#### [Exercise objective]
Leaving out the pictures, copy each record below exactly.

#### [Supplied data]
***

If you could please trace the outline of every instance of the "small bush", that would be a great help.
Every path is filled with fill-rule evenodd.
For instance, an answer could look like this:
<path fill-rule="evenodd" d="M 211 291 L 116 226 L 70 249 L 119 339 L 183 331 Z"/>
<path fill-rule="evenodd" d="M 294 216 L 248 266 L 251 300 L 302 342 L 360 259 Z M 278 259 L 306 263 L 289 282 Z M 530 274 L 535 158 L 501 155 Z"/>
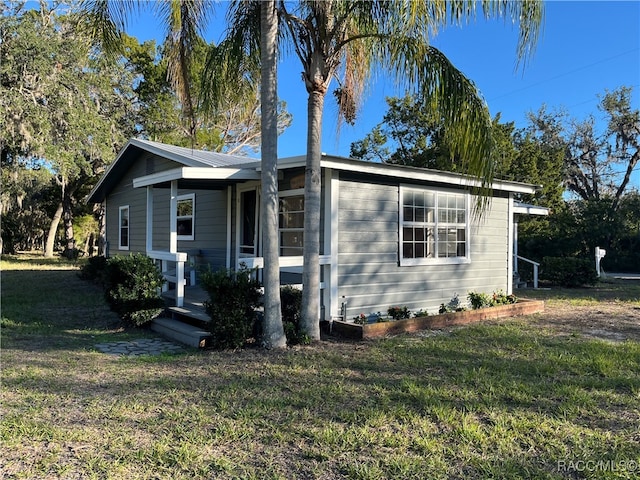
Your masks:
<path fill-rule="evenodd" d="M 282 326 L 287 336 L 288 345 L 308 345 L 311 339 L 306 333 L 300 331 L 300 318 L 302 316 L 302 290 L 285 285 L 280 288 L 280 301 L 282 310 Z"/>
<path fill-rule="evenodd" d="M 594 262 L 586 258 L 544 257 L 540 279 L 561 287 L 595 285 L 598 275 Z"/>
<path fill-rule="evenodd" d="M 241 348 L 254 332 L 256 308 L 261 304 L 262 295 L 252 273 L 241 268 L 201 275 L 202 287 L 209 294 L 205 310 L 211 317 L 209 326 L 214 348 Z"/>
<path fill-rule="evenodd" d="M 104 285 L 107 272 L 107 258 L 103 256 L 89 257 L 80 269 L 80 278 L 89 282 Z"/>
<path fill-rule="evenodd" d="M 518 301 L 515 295 L 507 295 L 502 290 L 493 292 L 491 295 L 482 292 L 469 292 L 467 298 L 469 299 L 471 308 L 474 310 L 495 307 L 497 305 L 509 305 Z"/>
<path fill-rule="evenodd" d="M 366 325 L 367 323 L 369 323 L 369 317 L 367 317 L 364 313 L 361 313 L 353 317 L 353 323 L 358 325 Z"/>
<path fill-rule="evenodd" d="M 438 309 L 439 314 L 443 313 L 451 313 L 451 312 L 464 312 L 466 308 L 460 302 L 460 297 L 457 293 L 453 294 L 449 303 L 441 303 L 440 308 Z"/>
<path fill-rule="evenodd" d="M 141 326 L 162 312 L 164 301 L 158 292 L 165 280 L 152 259 L 137 253 L 106 263 L 105 296 L 120 318 Z"/>
<path fill-rule="evenodd" d="M 403 307 L 389 307 L 387 314 L 394 320 L 402 320 L 411 317 L 411 310 L 406 305 Z"/>
<path fill-rule="evenodd" d="M 467 298 L 469 299 L 471 308 L 473 308 L 474 310 L 492 306 L 492 298 L 487 293 L 469 292 Z"/>

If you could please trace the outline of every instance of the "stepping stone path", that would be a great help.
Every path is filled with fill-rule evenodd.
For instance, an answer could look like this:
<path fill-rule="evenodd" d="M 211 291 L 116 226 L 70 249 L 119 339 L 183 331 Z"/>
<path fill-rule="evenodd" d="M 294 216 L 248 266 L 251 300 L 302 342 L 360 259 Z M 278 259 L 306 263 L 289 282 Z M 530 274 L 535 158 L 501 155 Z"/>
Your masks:
<path fill-rule="evenodd" d="M 182 346 L 161 338 L 141 338 L 127 342 L 99 343 L 95 345 L 95 348 L 102 353 L 118 357 L 185 352 Z"/>

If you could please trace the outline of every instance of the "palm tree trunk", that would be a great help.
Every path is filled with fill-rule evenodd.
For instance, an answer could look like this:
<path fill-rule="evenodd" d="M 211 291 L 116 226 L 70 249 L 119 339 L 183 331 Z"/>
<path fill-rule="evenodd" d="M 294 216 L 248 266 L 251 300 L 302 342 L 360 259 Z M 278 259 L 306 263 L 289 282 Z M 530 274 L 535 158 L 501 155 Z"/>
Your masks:
<path fill-rule="evenodd" d="M 284 348 L 287 339 L 282 326 L 280 301 L 280 252 L 278 248 L 278 14 L 275 1 L 263 1 L 260 8 L 262 106 L 262 255 L 264 258 L 264 331 L 266 348 Z"/>
<path fill-rule="evenodd" d="M 302 329 L 312 340 L 320 340 L 320 149 L 323 108 L 324 92 L 310 91 L 304 183 Z"/>

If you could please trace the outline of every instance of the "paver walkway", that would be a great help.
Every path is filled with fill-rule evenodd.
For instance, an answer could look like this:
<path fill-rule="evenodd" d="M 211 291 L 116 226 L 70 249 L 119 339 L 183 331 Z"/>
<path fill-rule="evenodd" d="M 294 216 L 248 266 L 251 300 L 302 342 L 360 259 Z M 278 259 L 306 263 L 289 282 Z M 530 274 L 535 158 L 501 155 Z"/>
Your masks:
<path fill-rule="evenodd" d="M 102 353 L 128 357 L 185 352 L 184 347 L 181 345 L 162 338 L 141 338 L 126 342 L 99 343 L 95 347 Z"/>

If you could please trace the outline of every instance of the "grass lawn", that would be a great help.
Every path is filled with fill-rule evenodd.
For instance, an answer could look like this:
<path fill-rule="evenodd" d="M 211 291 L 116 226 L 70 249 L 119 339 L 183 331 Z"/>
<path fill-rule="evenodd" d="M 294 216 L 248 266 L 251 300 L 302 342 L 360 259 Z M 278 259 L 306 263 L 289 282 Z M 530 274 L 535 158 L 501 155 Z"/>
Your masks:
<path fill-rule="evenodd" d="M 445 332 L 116 358 L 94 345 L 154 334 L 77 267 L 0 267 L 2 479 L 640 477 L 640 283 Z"/>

***

#### [Written response]
If you could please trace the outline of every instance of the "small bush", that would be a great help.
Every path is filled with fill-rule evenodd.
For instance, an answer could look like this:
<path fill-rule="evenodd" d="M 211 291 L 116 226 L 70 249 L 119 339 L 183 331 Z"/>
<path fill-rule="evenodd" d="M 294 216 L 248 266 L 251 300 L 302 342 L 360 259 Z M 278 259 L 306 263 L 289 282 Z M 530 274 L 535 158 L 501 155 Z"/>
Your masks:
<path fill-rule="evenodd" d="M 282 326 L 287 336 L 288 345 L 308 345 L 311 339 L 306 333 L 300 331 L 300 318 L 302 316 L 302 290 L 285 285 L 280 288 L 280 301 L 282 310 Z"/>
<path fill-rule="evenodd" d="M 594 262 L 586 258 L 544 257 L 540 279 L 561 287 L 595 285 L 598 275 Z"/>
<path fill-rule="evenodd" d="M 241 348 L 254 332 L 256 308 L 261 304 L 262 295 L 252 273 L 241 268 L 201 275 L 202 287 L 209 294 L 205 310 L 211 317 L 209 326 L 214 348 Z"/>
<path fill-rule="evenodd" d="M 104 285 L 107 272 L 107 258 L 103 256 L 89 257 L 80 269 L 80 278 L 89 282 Z"/>
<path fill-rule="evenodd" d="M 518 301 L 515 295 L 507 295 L 502 290 L 493 292 L 491 295 L 482 292 L 469 292 L 467 298 L 469 299 L 471 308 L 474 310 L 495 307 L 497 305 L 509 305 Z"/>
<path fill-rule="evenodd" d="M 366 325 L 367 323 L 369 323 L 369 317 L 367 317 L 364 313 L 361 313 L 353 317 L 353 323 L 358 325 Z"/>
<path fill-rule="evenodd" d="M 438 309 L 439 314 L 443 313 L 451 313 L 451 312 L 464 312 L 466 308 L 460 302 L 460 297 L 457 293 L 453 294 L 449 303 L 441 303 L 440 308 Z"/>
<path fill-rule="evenodd" d="M 141 326 L 162 312 L 164 301 L 158 292 L 165 280 L 152 259 L 137 253 L 106 263 L 105 296 L 120 318 Z"/>
<path fill-rule="evenodd" d="M 403 307 L 389 307 L 387 314 L 394 320 L 402 320 L 411 317 L 411 310 L 406 305 Z"/>
<path fill-rule="evenodd" d="M 467 298 L 469 299 L 471 308 L 473 308 L 474 310 L 492 306 L 492 298 L 487 293 L 469 292 Z"/>

If you could please trace the outline of every instance of the "stepping stone path", that would be a great help.
Every path is filled with fill-rule evenodd.
For instance, an answer could look like this:
<path fill-rule="evenodd" d="M 211 291 L 116 226 L 70 249 L 119 339 L 183 331 Z"/>
<path fill-rule="evenodd" d="M 294 216 L 248 266 L 251 300 L 302 342 L 360 259 Z M 278 259 L 306 263 L 289 282 Z M 530 274 L 535 158 L 501 155 Z"/>
Your masks:
<path fill-rule="evenodd" d="M 182 346 L 161 338 L 141 338 L 127 342 L 99 343 L 95 345 L 95 348 L 102 353 L 118 357 L 185 352 Z"/>

If you could please trace the outline of every instance of the "palm tree trunk", that would be a great help.
Every path is filled with fill-rule evenodd.
For instance, an answer could look like this:
<path fill-rule="evenodd" d="M 211 291 L 116 226 L 70 249 L 119 339 L 183 331 Z"/>
<path fill-rule="evenodd" d="M 294 216 L 248 266 L 251 300 L 302 342 L 360 259 Z M 278 259 L 306 263 L 289 282 Z M 530 274 L 535 158 L 501 155 Z"/>
Your masks:
<path fill-rule="evenodd" d="M 284 348 L 287 339 L 282 326 L 280 301 L 280 252 L 278 248 L 278 14 L 275 1 L 263 1 L 260 8 L 262 106 L 262 255 L 264 258 L 264 331 L 266 348 Z"/>
<path fill-rule="evenodd" d="M 302 329 L 312 340 L 320 340 L 320 149 L 323 108 L 324 92 L 310 91 L 304 183 Z"/>

If you could please trace the outline of every instance of the "paver walkway", that would be a great help.
Every path is filled with fill-rule evenodd.
For instance, an answer could look like this:
<path fill-rule="evenodd" d="M 211 291 L 116 226 L 70 249 L 119 339 L 183 331 Z"/>
<path fill-rule="evenodd" d="M 294 216 L 248 266 L 251 300 L 302 342 L 360 259 Z M 278 259 L 306 263 L 289 282 Z M 530 274 L 535 158 L 501 155 Z"/>
Your masks:
<path fill-rule="evenodd" d="M 102 353 L 128 357 L 185 352 L 184 347 L 181 345 L 162 338 L 141 338 L 126 342 L 99 343 L 95 347 Z"/>

If you could please trace the outline of every instance of the "grass lawn", that would be a great help.
Every path is filled with fill-rule evenodd.
For instance, an answer could look like this:
<path fill-rule="evenodd" d="M 211 291 L 116 226 L 70 249 L 119 339 L 183 331 Z"/>
<path fill-rule="evenodd" d="M 294 216 L 248 266 L 251 300 L 302 342 L 360 259 Z M 278 259 L 306 263 L 289 282 Z M 530 274 L 535 158 L 501 155 Z"/>
Your masks:
<path fill-rule="evenodd" d="M 445 332 L 116 358 L 94 345 L 154 334 L 77 267 L 0 267 L 2 479 L 640 477 L 640 283 Z"/>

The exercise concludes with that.